EXTRAIT CHOISI
-*-
Mais la reconquête du dernier grand bastion urbain de l’EI aux combattants d’Abou Bakr al-Baghdadi s’est faite au prix de milliers de morts et blessés, d'un immense exode de la population et d'énormes destructions.

Le photographe néo-zélandais Martyns Aims est aux côtés des forces irakiennes depuis le lancement de la bataille pour Mossoul, le 17 octobre 2016. Au plus près des combats, ses images racontent le désespoir d'une ville en ruines, la détresse des civils pris au piège entre l'EI et la guerre, ou encore la violence exacerbée par la chaleur et la poussière.

Mossoul en ruines apparaît à travers un trou dans un mur, utilisé par un sniper des forces irakiennes, à Adedat, un quartier de la vieille ville. Selon le Programme de l'ONU pour le développement en Irak, c'est à Mossoul-Ouest que les ravages sont les plus importants. Quasiment aucun immeuble n'est épargné par les dégâts dans la vieille ville, réputés autrefois pour son bazar, ses trésors archéologiques et ses anciennes mosquées et demeures. « Les niveaux de destruction que nous constatons sont les pires de tout l'Irak », a souligné la représentante Lise Grande. Les infrastructures et les services publics y ont été détruits à plus de 90 %, les propriétés privées à 70 %, selon le directeur de la municipalité, Abdel Sattar Habbo, qui évalue à plusieurs milliards de dollars le coût des destructions. Mossoul, le 22 juin 2017.

Son enfant serré contre elle, un simple sac sur le dos, une femme fuit le quartier de la vieille ville au milieu des combats, tout près, comme l’indique la fumée noire qui s’élève en arrière plan. Plus d'un million de personnes ont quitté Mossoul depuis le début des combats en octobre, et à la mi-juillet, plus de 825 000 n'ont toujours pas regagné leur foyer, selon l'Organisation internationale pour les migrations (OIM). En 2014, la ville comptait quelque deux millions d'habitants. Mossoul, le 2 juillet 2017.
-*-
LISTE DES DONNÉES
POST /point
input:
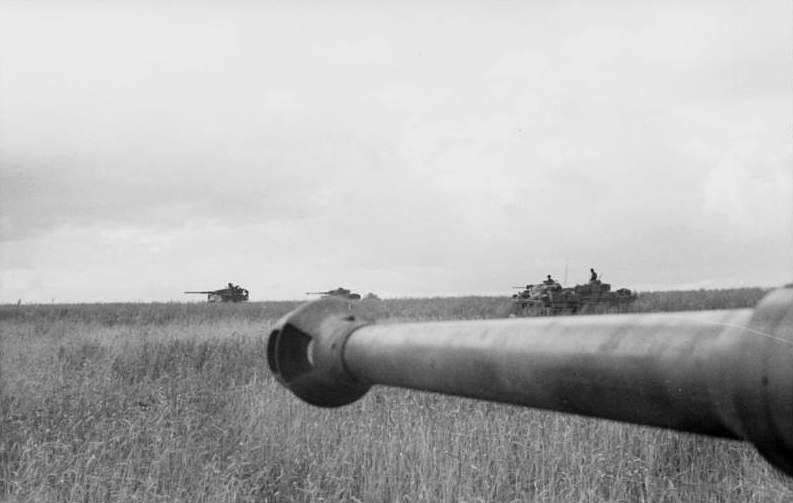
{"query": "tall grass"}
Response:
(174, 403)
-*-
BUT DE LA TÂCHE
Selon l'extrait sur la bataille de Mossoul, quelle part des infrastructures et des services publics a été détruite ?

RÉPONSE
Plus de 90 %.